_Description of the task_.
Can you write out each of the following items word for word, keeping every line unchanged?

[START OF Record list]

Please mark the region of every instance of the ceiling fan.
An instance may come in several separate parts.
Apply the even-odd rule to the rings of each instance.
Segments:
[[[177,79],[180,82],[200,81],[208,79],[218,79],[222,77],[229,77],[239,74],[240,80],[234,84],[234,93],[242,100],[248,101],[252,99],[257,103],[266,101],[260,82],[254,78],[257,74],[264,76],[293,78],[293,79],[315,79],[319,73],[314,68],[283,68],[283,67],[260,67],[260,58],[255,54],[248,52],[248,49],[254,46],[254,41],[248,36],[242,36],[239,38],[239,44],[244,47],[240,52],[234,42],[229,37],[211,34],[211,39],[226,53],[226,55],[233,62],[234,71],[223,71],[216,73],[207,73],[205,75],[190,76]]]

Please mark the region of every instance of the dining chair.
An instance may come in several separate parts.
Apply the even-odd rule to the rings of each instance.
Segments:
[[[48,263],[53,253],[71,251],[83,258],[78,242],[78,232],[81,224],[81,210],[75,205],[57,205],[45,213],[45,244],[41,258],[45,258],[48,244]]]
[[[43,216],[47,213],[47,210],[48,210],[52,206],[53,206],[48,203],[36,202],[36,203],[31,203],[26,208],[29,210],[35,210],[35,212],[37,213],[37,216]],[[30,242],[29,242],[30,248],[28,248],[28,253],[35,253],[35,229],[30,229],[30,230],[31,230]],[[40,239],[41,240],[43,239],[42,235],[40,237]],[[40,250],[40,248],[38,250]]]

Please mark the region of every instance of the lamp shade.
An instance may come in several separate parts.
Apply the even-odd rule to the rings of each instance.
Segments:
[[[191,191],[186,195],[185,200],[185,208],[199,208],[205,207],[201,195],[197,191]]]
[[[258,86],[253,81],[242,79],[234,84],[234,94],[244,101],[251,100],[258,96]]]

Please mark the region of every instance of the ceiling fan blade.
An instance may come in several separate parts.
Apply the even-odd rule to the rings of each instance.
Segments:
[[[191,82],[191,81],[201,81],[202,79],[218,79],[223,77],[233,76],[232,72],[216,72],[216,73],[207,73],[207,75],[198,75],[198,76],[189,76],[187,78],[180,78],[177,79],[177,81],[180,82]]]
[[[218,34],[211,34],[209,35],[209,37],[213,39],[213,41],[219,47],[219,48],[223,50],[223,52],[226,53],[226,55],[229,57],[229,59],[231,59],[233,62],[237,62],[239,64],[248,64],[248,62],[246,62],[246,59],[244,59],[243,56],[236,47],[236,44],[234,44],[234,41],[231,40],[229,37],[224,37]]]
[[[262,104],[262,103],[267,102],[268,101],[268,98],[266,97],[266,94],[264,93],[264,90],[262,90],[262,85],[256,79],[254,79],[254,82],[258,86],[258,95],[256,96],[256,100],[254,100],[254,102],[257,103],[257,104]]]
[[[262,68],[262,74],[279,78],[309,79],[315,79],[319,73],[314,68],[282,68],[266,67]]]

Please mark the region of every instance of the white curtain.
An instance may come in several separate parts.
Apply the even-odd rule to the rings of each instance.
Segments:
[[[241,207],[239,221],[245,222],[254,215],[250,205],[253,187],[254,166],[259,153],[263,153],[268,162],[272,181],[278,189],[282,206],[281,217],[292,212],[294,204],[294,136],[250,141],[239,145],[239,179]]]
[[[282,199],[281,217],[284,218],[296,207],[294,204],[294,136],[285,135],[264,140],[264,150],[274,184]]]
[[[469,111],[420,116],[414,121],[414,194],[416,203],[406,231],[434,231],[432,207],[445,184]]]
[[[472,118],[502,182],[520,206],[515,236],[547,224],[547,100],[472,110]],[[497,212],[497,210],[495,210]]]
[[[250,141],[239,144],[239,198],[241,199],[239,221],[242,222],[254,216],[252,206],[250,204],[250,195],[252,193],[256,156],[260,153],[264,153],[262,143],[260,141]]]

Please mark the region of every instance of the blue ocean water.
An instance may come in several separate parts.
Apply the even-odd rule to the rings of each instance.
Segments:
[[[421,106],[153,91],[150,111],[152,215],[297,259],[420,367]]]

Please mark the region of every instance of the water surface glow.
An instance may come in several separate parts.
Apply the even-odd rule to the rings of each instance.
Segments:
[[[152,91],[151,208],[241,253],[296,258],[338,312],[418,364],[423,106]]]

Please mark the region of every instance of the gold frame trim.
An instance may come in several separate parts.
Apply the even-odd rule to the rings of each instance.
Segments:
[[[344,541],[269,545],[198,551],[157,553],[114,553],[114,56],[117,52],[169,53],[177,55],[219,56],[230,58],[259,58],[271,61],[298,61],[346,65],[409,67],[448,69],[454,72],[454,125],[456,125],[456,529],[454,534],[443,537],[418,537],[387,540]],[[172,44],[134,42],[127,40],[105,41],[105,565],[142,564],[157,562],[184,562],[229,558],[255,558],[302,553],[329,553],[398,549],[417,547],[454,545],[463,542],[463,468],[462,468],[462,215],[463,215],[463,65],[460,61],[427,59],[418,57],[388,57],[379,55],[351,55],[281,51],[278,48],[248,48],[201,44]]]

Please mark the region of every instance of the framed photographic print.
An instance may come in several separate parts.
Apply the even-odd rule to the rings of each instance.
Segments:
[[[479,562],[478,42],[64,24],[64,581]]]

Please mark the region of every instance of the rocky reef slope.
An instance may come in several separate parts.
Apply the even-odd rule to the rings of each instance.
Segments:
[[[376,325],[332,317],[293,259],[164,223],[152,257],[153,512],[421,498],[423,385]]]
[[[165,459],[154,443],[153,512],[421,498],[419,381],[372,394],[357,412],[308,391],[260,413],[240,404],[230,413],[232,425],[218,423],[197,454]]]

[END OF Record list]

_Answer to this problem_.
Please mark the region of every instance of the ceiling fan.
An instance may come in several separate parts.
Apply the even-odd rule to the rings of each instance.
Segments:
[[[177,79],[180,82],[200,81],[208,79],[218,79],[222,77],[229,77],[239,74],[240,80],[234,84],[234,93],[242,100],[248,101],[252,99],[257,103],[266,101],[260,82],[254,78],[257,74],[264,76],[293,78],[293,79],[315,79],[319,73],[314,68],[283,68],[283,67],[260,67],[260,58],[255,54],[248,52],[248,49],[254,46],[254,41],[248,36],[242,36],[239,38],[239,44],[244,47],[240,52],[234,42],[229,37],[211,34],[211,39],[226,53],[226,55],[233,62],[234,71],[223,71],[216,73],[207,73],[205,75],[190,76]]]

Please mark the region of every instance of the dining chair.
An instance may come in several separate parts.
Apply the even-odd rule to the rings of each instance.
Segments:
[[[48,263],[53,253],[71,251],[83,258],[78,242],[78,232],[81,224],[81,210],[75,205],[57,205],[45,213],[45,244],[41,258],[45,258],[48,244]]]
[[[43,216],[47,213],[47,210],[48,210],[52,206],[53,206],[48,203],[36,202],[36,203],[31,203],[26,208],[29,210],[35,210],[35,212],[37,213],[37,216]],[[30,242],[29,242],[30,248],[28,248],[28,253],[35,253],[35,229],[30,229],[30,230],[31,230]],[[40,239],[41,240],[43,239],[42,235],[40,237]],[[40,250],[40,248],[38,250]]]

Please mark the region of every instance of the lamp shade.
An instance may come in several separate parts.
Apply the even-odd rule to the rings of each instance.
Segments:
[[[191,191],[186,195],[185,200],[185,208],[199,208],[205,207],[201,195],[197,191]]]
[[[258,86],[253,81],[242,79],[234,84],[234,94],[244,101],[251,100],[258,96]]]

Please mark the region of every instance of the ceiling fan blade.
An instance may come in several separate parts.
Apply the even-odd rule to the rings of each instance.
Segments:
[[[191,82],[191,81],[201,81],[202,79],[218,79],[223,77],[233,76],[232,72],[216,72],[216,73],[207,73],[207,75],[198,75],[198,76],[189,76],[187,78],[180,78],[177,79],[177,81],[180,82]]]
[[[218,34],[211,34],[209,35],[209,37],[213,39],[213,41],[219,47],[219,48],[223,50],[223,52],[226,53],[226,55],[229,57],[229,59],[231,59],[233,62],[237,62],[239,64],[248,64],[248,62],[246,62],[246,59],[244,59],[243,56],[236,47],[236,44],[234,44],[234,41],[231,40],[229,37],[224,37]]]
[[[262,104],[262,103],[267,102],[268,101],[268,98],[266,97],[266,94],[264,93],[264,90],[262,90],[262,85],[256,79],[254,79],[254,82],[258,86],[258,95],[256,96],[256,100],[254,100],[254,102],[257,103],[257,104]]]
[[[262,68],[262,74],[279,78],[309,79],[315,79],[319,73],[314,68],[282,68],[266,67]]]

Please mark the region of every instance of the white curtain.
An instance may come in several separate parts.
Apply the even-odd rule to the rings of each instance.
Segments:
[[[241,207],[239,221],[245,222],[254,215],[250,205],[253,187],[254,166],[259,153],[263,153],[268,162],[272,181],[278,189],[282,206],[281,217],[292,212],[294,204],[294,136],[250,141],[239,145],[239,179]]]
[[[282,199],[281,217],[284,218],[296,207],[294,204],[294,136],[285,135],[264,140],[264,150],[274,184]]]
[[[469,111],[420,116],[414,121],[414,194],[416,203],[406,231],[434,231],[432,207],[445,184]]]
[[[472,118],[502,182],[520,206],[515,236],[547,224],[547,100],[472,110]],[[497,212],[497,210],[495,210]]]
[[[250,141],[239,144],[239,198],[241,199],[239,221],[242,222],[254,216],[252,206],[250,204],[250,195],[252,193],[256,156],[260,153],[264,153],[262,143],[260,141]]]

Please mark the region of every instance of the blue ocean water.
An instance may come in several separate parts.
Apply the even-odd rule to the rings of each instance.
Segments:
[[[421,106],[153,91],[150,111],[152,215],[297,259],[420,367]]]

Please mark the region of every instance of the water surface glow.
An instance may come in several separate parts.
Apply the even-odd rule to the rings of each instance.
Segments:
[[[152,91],[151,208],[241,253],[296,258],[338,312],[418,364],[423,106]]]

Please mark the region of every instance of the gold frame trim.
An instance may come in several separate parts.
Apply the even-odd rule to the rings of each instance.
Segments:
[[[344,541],[269,545],[198,551],[157,553],[114,553],[114,56],[117,52],[169,53],[177,55],[219,56],[230,58],[259,58],[271,61],[298,61],[346,65],[409,67],[448,69],[454,72],[454,125],[456,125],[456,529],[454,534],[443,537],[418,537],[387,540]],[[172,44],[134,42],[127,40],[105,41],[105,565],[142,564],[157,562],[184,562],[229,558],[255,558],[302,553],[329,553],[398,549],[417,547],[454,545],[463,542],[463,468],[462,468],[462,215],[463,215],[463,65],[460,61],[427,59],[418,57],[388,57],[379,55],[351,55],[281,51],[278,48],[248,48],[201,44]]]

Please mark the region of every instance of the framed photographic print.
An instance may come in several separate parts.
Apply the even-odd rule to the rings of each instance.
Segments:
[[[479,562],[478,42],[64,24],[64,581]]]

Please mark the region of every instance of the rocky reef slope.
An instance may come in several separate parts.
Apply the even-odd rule to the rings of each instance.
Segments:
[[[376,325],[332,317],[293,259],[164,223],[152,257],[153,512],[421,498],[423,385]]]
[[[165,459],[154,443],[153,512],[421,498],[419,381],[372,394],[357,412],[308,391],[260,413],[240,404],[230,413],[232,425],[218,423],[197,454]]]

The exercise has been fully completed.